■ **Trecho do documento**
·····
Um filme envolto numa camada de delicadeza sensibilidade e com um sincero título de singelo. Este é ‘Hoje Eu Quero Voltar Sozinho’.
Quando uma amiga me disse de um curta sobre um menino cego numa frase repleta de elogios, a primeira coisa a qual eu perguntei foi “é francês?”. Sou uma daquelas defensoras do cinema nacional que briga com unhas e dentes quando ouço que todo filme brasileiro “é uma bosta”, mas admito que fui bem preconceituosa em pensar que um filme tão sutil como aquele só pudesse ser francês. Quando ela disse “não, ele é Brasileiro, daqui de São Paulo! E vai virar longa“ eu pensei “ Meu Deus, tenho que ver esse filme!”.
Foi amor à primeira vista – ironicamente – foi só ver os atores em cena pra me apaixonar. Foi encanto por cada mínimo detalhe, por cada personagem, por cada fala. Aquele universo singelo me cativou de uma forma inexplicável e desde então passei meus dias contando as horas para ver o longa.
Quando vi o trailer na TV meu coração deu um salto e então fui atrás pra saber onde estaria em cartaz. Em três cinemas aqui em Belo Horizonte, somente em centros culturais que ficam no centro da cidade, lugar onde minha mãe não me deixaria ir sozinha em hipótese alguma. Então eu a chamei para ir ver comigo mostrei o trailer e tudo que eu disse foi que era um filme sobre um menino cego, baseado num curta maravilhoso que eu não me cansava nunca de assistir.
·····
■ **Material fornecido**
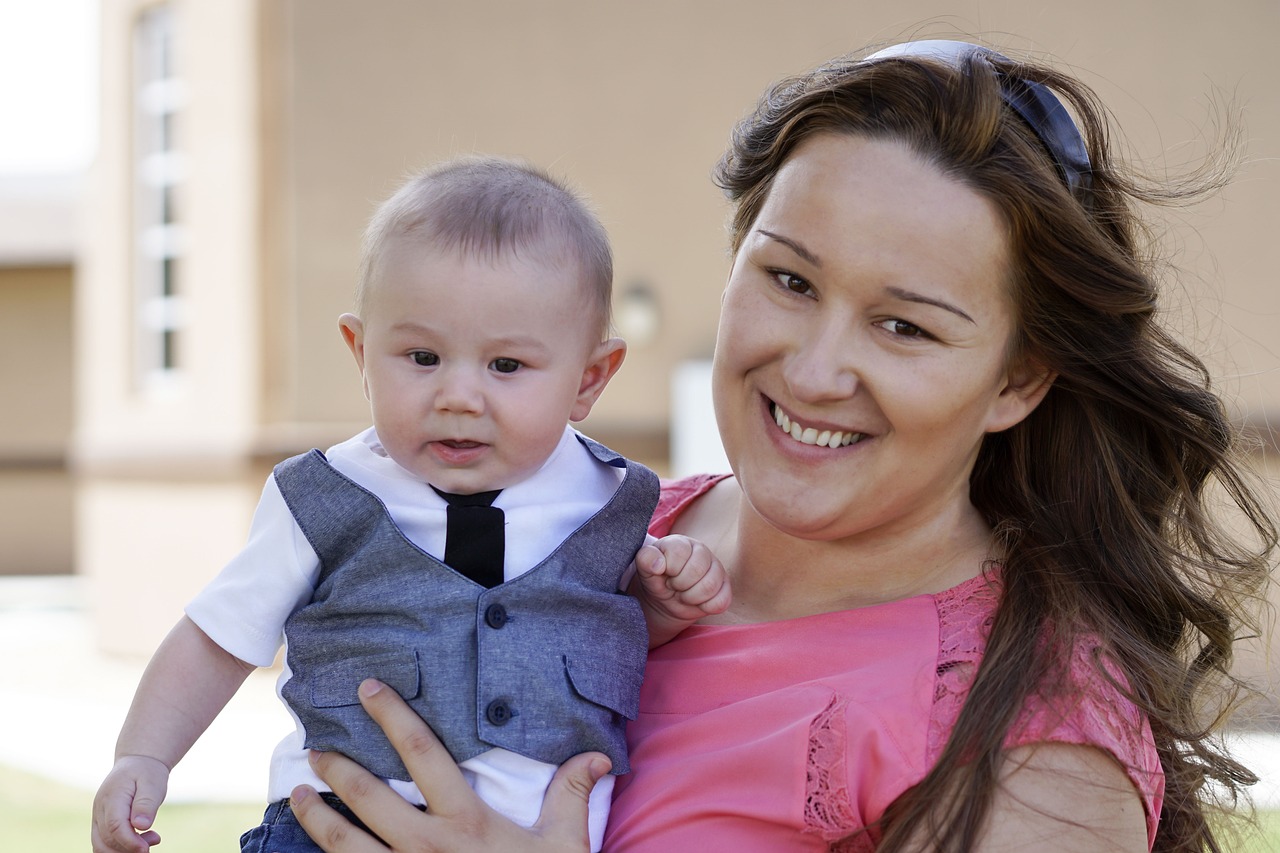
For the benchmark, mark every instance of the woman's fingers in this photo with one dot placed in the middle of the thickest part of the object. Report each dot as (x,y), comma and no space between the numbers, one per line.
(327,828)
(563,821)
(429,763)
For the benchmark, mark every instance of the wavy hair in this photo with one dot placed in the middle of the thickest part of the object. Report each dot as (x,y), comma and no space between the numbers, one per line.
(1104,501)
·····
■ **Lista de tarefas**
**a)** No texto sobre o filme "Hoje Eu Quero Voltar Sozinho", por que a autora convidou a mãe para assistir ao longa com ela? Responda em uma a três frases.
**b)** Prossiga com o texto sobre o filme "Hoje Eu Quero Voltar Sozinho" a partir do ponto em que ele termina.
Os dados formam um material separado do texto sobre o filme.

■ **Respostas**
**a)** Em Belo Horizonte, o filme estava em cartaz apenas em três centros culturais no centro da cidade. A mãe da autora não a deixaria ir sozinha a esse lugar de jeito nenhum.

**b)**
Ao ver os personagens naquela tela gigante de cinema de novo, eu me apaixonei por eles mais uma vez. A cada fala um suspiro tanto encanto por tanta pureza. O filme, assim como a curta metragem é de uma sensibilidade gigantesca, e isso não está apenas presente no roteiro, mas também na fotografia e na trilha sonora, ambas leves. A fotografia em tons suaves e que te passam calma ao olhar, e a trilha sonora deliciosa aos ouvidos, fazendo referencias a música clássica esquecida pelos jovens, e equilibrando com a MPB de Mallu Magalhães, Cícero, Marcelo Camelo e Tatá Aeroplano. E o que dizer sobre as atuações? Fantásticas! Um grupo de iniciantes que deram um show. Ghilherme Lobo te convence que realmente não enxerga, Fabio Audi traz um toque de maturidade à trama e um destaque a Tess Amorim que esteve incrível, marcando um progresso lindo desde o curta. Isso sem contar com os personagens secundários.
O maior número de personagens, a maior duração, e o intervalo entre o lançamento do curta e do longa, tudo isso contribui para uma maior complexidade e maior maturidade dos personagens e para história em si. O conflito entre Léo e sua mãe super protetora surgiu, sua ansêa por liberdade– de maior intensidade devido à cegueira – presente na vida de todo adolescente também e o preconceito sofrido por ele por ser cego ganhou vida e maior destaque. A verdade é que em 96 minutos a história ganhou todo um esqueleto toda um universo próprio e uma complexidade tremenda. E a melhor parte é que mesmo com o protagonista sendo cego, com desespero de libertar dos grilhões da sua realidade, sofrendo “bullying” – não sou muito fã desse termo – e se descobrindo mais tarde gay, em momento algum a história se torna um dramalhão cheio de auto piedade digno de lágrimas. Ao contrário, o filme trata com uma naturalidade tremenda e sem nenhum desconforto temas que podem ser vistos por de traz numa camada escura e pesada. Quando Gabriel pergunta se Leo já viu um vídeo famoso, ou o chama para ir ao cinema sem se lembrar que Leo é cego, em vez de uma situação desconfortável surgir, os dois riem . Diferente da maioria das produções sobre sexualidade os personagens não entram em conflito interno, sentem medo ou tentam fingir que não sentem o que sentem.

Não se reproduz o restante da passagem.